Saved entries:
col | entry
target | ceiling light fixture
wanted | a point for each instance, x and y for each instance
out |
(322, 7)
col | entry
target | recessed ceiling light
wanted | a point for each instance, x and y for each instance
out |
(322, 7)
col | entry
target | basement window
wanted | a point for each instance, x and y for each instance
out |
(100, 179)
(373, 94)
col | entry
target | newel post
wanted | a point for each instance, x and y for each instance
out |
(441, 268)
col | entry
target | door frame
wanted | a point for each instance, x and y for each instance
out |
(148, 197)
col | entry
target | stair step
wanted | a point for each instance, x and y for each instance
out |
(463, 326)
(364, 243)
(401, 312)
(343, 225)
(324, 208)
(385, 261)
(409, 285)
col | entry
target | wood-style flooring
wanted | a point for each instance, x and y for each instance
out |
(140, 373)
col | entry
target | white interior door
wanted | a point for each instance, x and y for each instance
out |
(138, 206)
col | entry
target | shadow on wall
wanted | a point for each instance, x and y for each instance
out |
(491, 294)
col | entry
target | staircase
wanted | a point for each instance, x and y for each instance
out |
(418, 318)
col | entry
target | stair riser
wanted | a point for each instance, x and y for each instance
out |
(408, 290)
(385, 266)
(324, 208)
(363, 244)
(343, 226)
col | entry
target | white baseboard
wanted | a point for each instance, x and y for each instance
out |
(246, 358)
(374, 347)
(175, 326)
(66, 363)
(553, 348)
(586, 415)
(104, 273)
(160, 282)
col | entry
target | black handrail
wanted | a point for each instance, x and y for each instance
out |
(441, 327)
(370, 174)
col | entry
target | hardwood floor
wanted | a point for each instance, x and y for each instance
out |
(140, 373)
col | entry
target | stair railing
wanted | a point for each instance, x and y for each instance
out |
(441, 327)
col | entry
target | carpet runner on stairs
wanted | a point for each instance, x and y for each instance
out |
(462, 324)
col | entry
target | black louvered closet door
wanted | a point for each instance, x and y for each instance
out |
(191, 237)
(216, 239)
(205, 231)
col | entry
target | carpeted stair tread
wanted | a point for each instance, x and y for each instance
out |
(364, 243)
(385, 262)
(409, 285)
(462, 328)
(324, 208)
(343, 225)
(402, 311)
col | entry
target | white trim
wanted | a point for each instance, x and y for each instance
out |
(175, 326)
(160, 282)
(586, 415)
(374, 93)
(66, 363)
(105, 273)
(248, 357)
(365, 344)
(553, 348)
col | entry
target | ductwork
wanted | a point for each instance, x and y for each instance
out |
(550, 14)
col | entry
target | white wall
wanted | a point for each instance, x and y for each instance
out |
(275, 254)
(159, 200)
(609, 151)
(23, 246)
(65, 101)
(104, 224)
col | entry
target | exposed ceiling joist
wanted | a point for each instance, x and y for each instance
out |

• [Work order]: Exactly as written, repeat each line from the beginning of the data above to the line containing "target | wood-style flooring", inclusive.

• [Exercise response]:
col | entry
target | ceiling light fixture
wanted | a point for each instance, x and y for each instance
out |
(322, 7)
col | entry
target | recessed ceiling light
wanted | a point for each instance, x and y for each instance
out |
(322, 7)
col | entry
target | basement window
wanted | a point for each instance, x and y for each instance
out |
(100, 179)
(373, 94)
col | entry
target | newel post
wanted | a point for each instance, x and y for each instance
out |
(441, 268)
col | entry
target | door frame
wanted | a point for each instance, x and y for each instance
out |
(148, 197)
col | entry
target | stair step
wanted | a point for each instance, x and y for each instance
out |
(463, 326)
(364, 243)
(401, 312)
(343, 225)
(324, 208)
(385, 261)
(409, 285)
col | entry
target | wood-style flooring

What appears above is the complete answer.